** Start of Text to read **

DEPARTMENT OF COMPUTER SCIENCE


SCHOOL OF INFORMATION AND COMMUNICATION TECHNOLOGY
THE FEDERAL POLYTECHNIC, BIDA

MARCH, 2024
Explanation of Income
Income is a fundamental concept in economics and personal finance, representing the money or value received by
individuals, households, or entities as a reward for providing goods or services or for owning productive assets.
Income serves as a key determinant of individuals' standards of living, their ability to consume goods and services,
save for the future, and invest in assets.
Types of Income:
1. Earned Income (Selling Labor): Earned income is derived from actively participating in work or business
activities. It includes wages, salaries, bonuses, commissions, and other forms of compensation received in exchange
for labor or services provided. Earned income is typically associated with employment or self-employment and
reflects the value contributed by individuals through their skills, expertise, and effort.

** End of Text to read **

> [Task instructions] Print everything in the text on income from "Income serves as" down to "expertise, and effort.", word for word. The entries after this point are separate material with no connection to the text on income.

** Start of Provided data **

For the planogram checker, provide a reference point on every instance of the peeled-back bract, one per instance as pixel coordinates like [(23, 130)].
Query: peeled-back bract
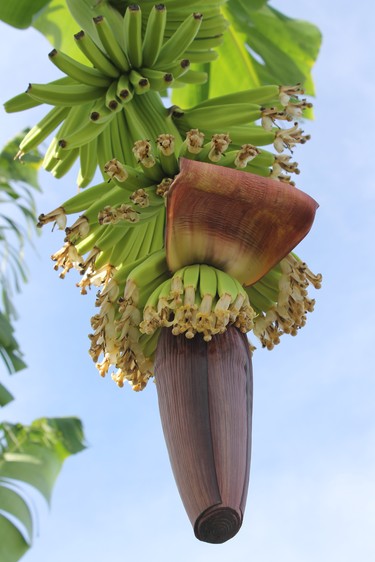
[(239, 222)]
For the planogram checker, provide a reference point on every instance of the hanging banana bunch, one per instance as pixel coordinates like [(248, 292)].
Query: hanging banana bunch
[(189, 237)]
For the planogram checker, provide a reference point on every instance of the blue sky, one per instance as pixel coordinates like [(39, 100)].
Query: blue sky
[(312, 487)]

** End of Provided data **

> [Result of this task]
Income serves as a key determinant of individuals' standards of living, their ability to consume goods and services,
save for the future, and invest in assets.
Types of Income:
1. Earned Income (Selling Labor): Earned income is derived from actively participating in work or business
activities. It includes wages, salaries, bonuses, commissions, and other forms of compensation received in exchange
for labor or services provided. Earned income is typically associated with employment or self-employment and
reflects the value contributed by individuals through their skills, expertise, and effort.